───── Material for this task
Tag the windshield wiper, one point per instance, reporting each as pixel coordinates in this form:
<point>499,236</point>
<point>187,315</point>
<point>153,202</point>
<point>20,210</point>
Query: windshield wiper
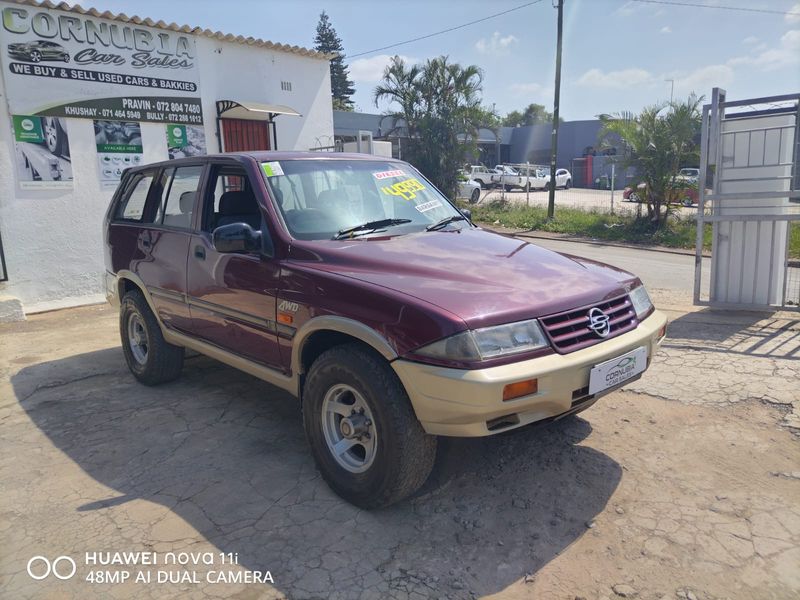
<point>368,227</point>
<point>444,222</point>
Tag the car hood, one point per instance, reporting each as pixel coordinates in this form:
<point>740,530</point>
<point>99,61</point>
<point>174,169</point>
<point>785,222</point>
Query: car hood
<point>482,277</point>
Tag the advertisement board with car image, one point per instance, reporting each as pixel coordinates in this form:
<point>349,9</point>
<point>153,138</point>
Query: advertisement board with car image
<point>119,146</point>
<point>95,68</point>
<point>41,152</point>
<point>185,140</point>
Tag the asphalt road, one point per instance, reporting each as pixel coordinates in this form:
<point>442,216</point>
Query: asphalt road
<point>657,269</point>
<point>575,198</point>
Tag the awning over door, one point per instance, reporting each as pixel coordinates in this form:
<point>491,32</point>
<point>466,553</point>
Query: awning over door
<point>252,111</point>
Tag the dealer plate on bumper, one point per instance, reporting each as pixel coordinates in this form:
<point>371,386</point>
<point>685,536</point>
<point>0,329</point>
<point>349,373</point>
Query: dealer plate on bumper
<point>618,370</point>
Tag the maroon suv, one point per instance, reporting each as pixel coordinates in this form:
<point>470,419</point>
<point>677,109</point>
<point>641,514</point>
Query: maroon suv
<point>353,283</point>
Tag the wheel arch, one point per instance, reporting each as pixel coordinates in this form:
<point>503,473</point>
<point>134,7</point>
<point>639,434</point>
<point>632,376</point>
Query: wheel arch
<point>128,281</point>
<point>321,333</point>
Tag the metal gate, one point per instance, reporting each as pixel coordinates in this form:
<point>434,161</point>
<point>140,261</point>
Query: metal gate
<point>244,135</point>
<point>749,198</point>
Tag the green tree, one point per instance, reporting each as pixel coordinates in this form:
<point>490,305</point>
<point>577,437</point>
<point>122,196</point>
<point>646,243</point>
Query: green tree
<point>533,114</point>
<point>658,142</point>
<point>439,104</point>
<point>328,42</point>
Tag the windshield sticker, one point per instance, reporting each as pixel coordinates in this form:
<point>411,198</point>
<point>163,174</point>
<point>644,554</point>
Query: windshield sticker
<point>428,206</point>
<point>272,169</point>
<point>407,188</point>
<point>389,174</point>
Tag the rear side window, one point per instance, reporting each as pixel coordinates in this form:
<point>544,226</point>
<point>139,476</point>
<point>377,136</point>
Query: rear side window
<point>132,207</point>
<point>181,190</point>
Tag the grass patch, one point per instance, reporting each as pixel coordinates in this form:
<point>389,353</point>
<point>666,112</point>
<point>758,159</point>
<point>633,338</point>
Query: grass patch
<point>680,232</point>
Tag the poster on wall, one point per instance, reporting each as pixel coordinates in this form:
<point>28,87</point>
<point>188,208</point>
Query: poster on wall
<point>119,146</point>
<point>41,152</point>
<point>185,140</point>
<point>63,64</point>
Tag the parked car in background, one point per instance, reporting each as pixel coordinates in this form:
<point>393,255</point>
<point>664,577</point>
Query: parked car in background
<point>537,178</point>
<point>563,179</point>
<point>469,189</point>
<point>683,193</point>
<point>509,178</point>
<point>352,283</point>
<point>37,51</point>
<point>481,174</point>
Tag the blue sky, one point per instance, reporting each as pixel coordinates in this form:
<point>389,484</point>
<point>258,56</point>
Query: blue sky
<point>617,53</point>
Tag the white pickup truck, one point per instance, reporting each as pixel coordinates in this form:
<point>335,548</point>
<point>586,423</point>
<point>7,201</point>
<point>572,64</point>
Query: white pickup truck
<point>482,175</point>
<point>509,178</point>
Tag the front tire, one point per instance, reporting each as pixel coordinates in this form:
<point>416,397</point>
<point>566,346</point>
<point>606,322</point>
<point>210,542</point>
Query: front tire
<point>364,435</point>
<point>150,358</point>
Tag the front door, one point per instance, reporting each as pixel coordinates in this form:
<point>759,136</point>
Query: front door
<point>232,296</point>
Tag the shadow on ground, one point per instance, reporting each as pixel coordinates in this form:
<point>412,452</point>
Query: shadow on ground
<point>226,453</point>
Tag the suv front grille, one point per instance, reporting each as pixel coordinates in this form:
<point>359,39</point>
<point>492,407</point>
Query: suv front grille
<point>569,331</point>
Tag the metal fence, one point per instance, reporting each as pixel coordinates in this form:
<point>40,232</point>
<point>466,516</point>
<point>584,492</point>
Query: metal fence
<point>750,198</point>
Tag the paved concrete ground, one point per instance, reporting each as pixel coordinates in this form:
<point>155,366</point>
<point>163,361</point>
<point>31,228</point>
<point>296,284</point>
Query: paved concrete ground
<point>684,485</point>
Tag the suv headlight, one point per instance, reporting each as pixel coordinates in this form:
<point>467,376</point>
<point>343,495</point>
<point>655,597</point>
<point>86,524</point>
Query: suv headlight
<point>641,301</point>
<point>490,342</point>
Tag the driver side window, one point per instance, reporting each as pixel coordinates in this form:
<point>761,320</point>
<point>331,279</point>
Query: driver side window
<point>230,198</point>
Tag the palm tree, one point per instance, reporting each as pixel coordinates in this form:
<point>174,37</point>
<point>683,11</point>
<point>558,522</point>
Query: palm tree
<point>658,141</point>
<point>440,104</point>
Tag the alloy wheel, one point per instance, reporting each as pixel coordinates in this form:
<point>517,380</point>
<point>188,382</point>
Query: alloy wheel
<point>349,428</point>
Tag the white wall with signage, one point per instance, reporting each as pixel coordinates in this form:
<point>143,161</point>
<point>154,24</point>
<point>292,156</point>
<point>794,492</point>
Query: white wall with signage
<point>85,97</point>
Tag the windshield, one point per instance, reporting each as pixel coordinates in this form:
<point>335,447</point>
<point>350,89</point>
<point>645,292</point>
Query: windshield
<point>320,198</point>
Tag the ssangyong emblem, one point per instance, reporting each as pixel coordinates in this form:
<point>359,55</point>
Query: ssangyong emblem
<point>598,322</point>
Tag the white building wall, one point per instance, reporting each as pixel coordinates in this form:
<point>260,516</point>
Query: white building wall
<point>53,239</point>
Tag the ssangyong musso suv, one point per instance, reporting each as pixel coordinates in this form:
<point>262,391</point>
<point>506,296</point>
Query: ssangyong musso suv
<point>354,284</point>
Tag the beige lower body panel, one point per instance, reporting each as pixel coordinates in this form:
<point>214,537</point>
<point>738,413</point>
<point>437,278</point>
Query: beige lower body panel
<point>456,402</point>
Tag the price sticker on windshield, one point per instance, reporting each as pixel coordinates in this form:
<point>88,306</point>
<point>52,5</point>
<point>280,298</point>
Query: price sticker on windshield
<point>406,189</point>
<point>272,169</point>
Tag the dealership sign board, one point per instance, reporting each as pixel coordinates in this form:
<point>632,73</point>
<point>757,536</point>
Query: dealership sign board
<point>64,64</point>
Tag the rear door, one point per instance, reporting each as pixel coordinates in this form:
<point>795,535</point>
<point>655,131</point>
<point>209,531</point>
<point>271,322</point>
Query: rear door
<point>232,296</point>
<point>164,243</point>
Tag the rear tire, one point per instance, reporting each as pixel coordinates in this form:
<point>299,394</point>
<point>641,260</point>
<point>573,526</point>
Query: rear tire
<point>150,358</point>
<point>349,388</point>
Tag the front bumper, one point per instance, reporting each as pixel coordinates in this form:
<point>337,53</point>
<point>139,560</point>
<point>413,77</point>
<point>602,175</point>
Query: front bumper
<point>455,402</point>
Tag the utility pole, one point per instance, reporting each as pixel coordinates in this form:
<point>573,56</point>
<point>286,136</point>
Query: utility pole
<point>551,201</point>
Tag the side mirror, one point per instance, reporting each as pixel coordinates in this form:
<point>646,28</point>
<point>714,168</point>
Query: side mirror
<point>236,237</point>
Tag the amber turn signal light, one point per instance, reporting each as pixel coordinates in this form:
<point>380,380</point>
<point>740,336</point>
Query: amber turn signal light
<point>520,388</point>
──────────
───── Material for this task
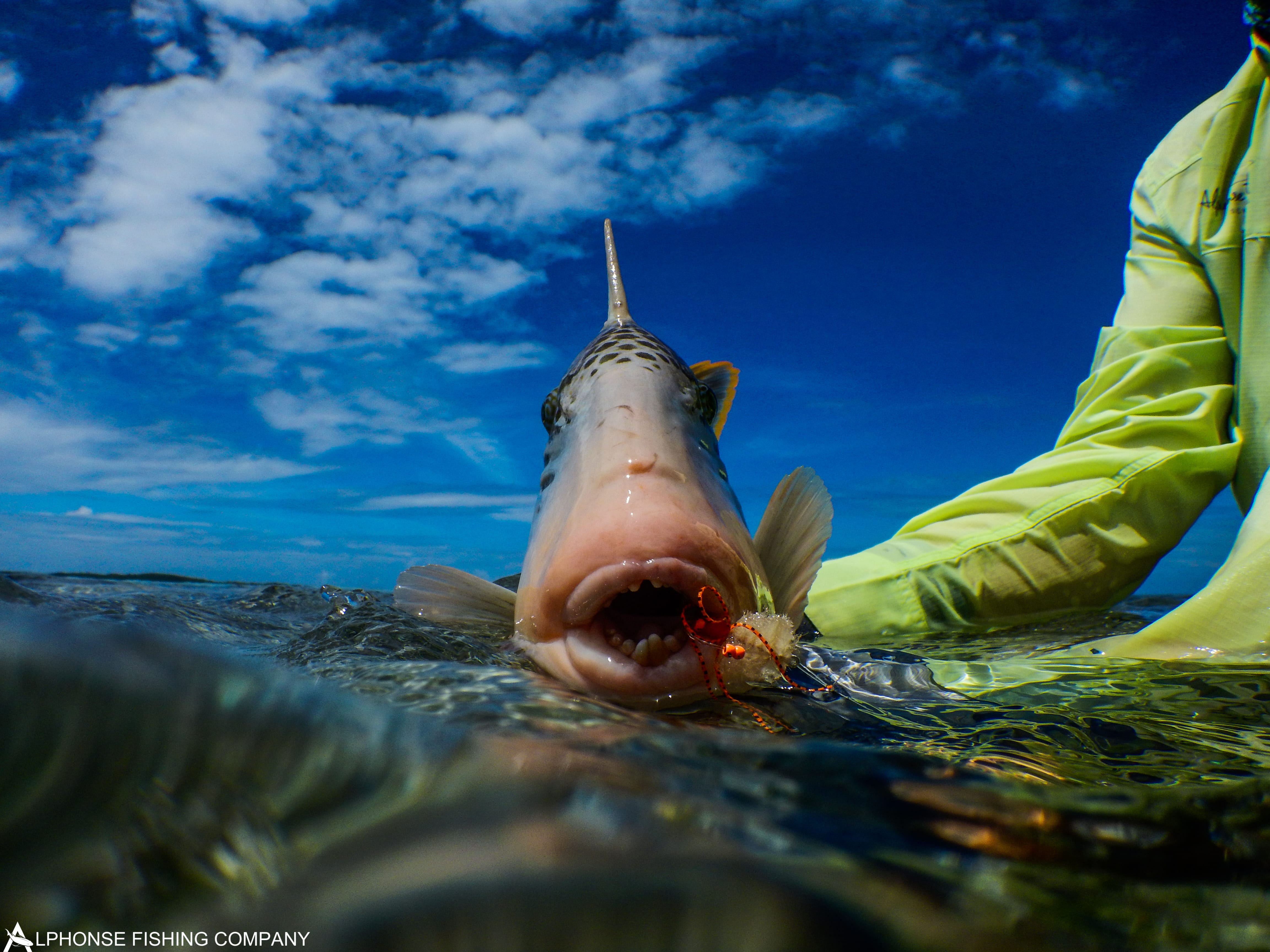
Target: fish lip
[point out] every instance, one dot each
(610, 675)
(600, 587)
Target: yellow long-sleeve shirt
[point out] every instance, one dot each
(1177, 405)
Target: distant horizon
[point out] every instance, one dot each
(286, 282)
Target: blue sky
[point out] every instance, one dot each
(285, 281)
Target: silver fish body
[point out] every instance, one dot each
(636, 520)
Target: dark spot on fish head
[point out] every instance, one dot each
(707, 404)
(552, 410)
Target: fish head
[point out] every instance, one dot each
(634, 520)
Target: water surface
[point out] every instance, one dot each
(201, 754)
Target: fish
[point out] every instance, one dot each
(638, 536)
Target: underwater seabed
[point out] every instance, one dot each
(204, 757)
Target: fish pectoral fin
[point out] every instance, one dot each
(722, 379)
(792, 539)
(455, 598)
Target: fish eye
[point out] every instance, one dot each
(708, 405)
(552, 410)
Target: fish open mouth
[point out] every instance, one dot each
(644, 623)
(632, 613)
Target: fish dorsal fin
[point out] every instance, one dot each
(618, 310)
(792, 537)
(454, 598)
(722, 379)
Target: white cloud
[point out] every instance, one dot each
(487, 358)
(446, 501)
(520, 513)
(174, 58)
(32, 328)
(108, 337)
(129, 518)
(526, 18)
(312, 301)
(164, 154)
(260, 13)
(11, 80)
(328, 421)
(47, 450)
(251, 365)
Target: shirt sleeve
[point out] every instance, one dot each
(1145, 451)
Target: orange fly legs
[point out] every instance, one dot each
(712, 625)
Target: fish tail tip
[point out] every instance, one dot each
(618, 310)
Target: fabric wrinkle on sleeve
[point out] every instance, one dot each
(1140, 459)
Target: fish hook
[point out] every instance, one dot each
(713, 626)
──────────
**Task objective**
Return each line above that contains the string "shirt".

**Full solution**
Target: yellow long-sleeve shirt
Target: shirt sleeve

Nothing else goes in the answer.